─── Extracted material
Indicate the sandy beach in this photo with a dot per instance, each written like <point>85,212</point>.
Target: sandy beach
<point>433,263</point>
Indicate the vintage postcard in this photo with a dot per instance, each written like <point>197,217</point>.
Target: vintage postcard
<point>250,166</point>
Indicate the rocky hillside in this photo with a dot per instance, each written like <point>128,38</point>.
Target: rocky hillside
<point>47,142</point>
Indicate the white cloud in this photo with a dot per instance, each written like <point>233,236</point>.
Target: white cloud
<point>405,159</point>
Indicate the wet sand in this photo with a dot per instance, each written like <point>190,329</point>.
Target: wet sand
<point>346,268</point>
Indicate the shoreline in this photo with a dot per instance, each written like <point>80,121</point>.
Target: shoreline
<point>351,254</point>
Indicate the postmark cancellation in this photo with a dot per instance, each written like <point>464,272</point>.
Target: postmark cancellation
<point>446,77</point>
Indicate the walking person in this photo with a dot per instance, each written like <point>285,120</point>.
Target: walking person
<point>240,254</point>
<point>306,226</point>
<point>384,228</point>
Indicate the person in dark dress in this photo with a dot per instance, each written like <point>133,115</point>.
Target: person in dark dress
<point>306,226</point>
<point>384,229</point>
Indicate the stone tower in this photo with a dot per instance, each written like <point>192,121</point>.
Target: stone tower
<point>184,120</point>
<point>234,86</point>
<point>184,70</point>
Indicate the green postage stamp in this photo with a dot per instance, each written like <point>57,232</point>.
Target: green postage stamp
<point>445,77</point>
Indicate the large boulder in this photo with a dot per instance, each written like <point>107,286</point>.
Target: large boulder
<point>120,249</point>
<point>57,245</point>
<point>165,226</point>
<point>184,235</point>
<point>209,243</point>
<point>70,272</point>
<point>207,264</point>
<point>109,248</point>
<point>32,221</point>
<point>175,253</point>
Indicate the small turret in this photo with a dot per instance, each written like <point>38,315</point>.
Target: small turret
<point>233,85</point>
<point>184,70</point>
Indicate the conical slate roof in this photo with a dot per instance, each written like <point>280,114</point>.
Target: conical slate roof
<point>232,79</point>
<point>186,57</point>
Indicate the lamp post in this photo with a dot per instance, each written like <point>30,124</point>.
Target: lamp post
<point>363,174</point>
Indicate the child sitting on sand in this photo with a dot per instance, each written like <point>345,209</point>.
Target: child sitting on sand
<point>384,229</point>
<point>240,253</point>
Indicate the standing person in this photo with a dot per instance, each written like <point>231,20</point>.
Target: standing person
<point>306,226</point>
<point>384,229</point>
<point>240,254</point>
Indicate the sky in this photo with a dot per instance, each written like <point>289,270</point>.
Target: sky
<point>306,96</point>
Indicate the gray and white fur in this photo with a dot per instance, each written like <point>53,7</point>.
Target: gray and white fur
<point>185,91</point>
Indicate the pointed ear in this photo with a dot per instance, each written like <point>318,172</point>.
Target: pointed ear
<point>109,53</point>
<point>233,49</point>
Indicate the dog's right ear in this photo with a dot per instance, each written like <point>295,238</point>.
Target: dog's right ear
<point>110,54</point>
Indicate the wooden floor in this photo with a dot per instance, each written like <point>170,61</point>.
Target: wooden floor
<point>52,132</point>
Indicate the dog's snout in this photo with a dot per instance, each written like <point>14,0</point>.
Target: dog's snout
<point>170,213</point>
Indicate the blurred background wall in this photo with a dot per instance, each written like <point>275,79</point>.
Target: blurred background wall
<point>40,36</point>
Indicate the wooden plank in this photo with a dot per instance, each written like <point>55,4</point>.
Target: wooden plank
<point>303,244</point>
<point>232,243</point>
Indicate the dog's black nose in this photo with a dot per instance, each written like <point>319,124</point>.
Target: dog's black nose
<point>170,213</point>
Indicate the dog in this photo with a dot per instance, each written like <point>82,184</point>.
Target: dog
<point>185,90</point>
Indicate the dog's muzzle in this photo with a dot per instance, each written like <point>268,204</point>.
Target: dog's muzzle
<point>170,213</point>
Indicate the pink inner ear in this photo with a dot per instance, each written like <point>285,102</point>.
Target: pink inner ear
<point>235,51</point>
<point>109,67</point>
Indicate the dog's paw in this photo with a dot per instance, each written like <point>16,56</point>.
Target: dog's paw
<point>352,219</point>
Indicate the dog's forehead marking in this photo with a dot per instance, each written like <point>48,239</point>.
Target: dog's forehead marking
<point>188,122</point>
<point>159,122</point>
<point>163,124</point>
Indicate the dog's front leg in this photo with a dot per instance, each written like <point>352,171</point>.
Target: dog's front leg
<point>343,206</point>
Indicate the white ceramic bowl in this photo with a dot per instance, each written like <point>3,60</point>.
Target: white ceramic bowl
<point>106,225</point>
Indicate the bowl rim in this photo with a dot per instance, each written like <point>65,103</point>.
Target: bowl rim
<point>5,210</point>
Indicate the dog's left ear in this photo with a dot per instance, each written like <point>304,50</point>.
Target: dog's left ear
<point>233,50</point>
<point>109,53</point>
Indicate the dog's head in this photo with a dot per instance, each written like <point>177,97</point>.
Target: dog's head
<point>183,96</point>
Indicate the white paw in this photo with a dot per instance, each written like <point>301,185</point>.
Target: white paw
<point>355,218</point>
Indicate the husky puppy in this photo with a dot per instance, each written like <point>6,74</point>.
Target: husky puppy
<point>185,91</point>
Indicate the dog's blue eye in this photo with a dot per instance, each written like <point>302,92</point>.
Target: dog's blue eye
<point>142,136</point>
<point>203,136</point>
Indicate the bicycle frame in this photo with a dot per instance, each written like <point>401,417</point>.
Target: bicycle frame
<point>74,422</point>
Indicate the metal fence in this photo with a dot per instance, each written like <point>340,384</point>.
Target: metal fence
──────
* **Task requirements**
In the records above, find each line that holds the word "metal"; copy all such lines.

* **Result of the exercise**
Indicate the metal fence in this photo with a dot per instance, each written like <point>340,384</point>.
Target: metal fence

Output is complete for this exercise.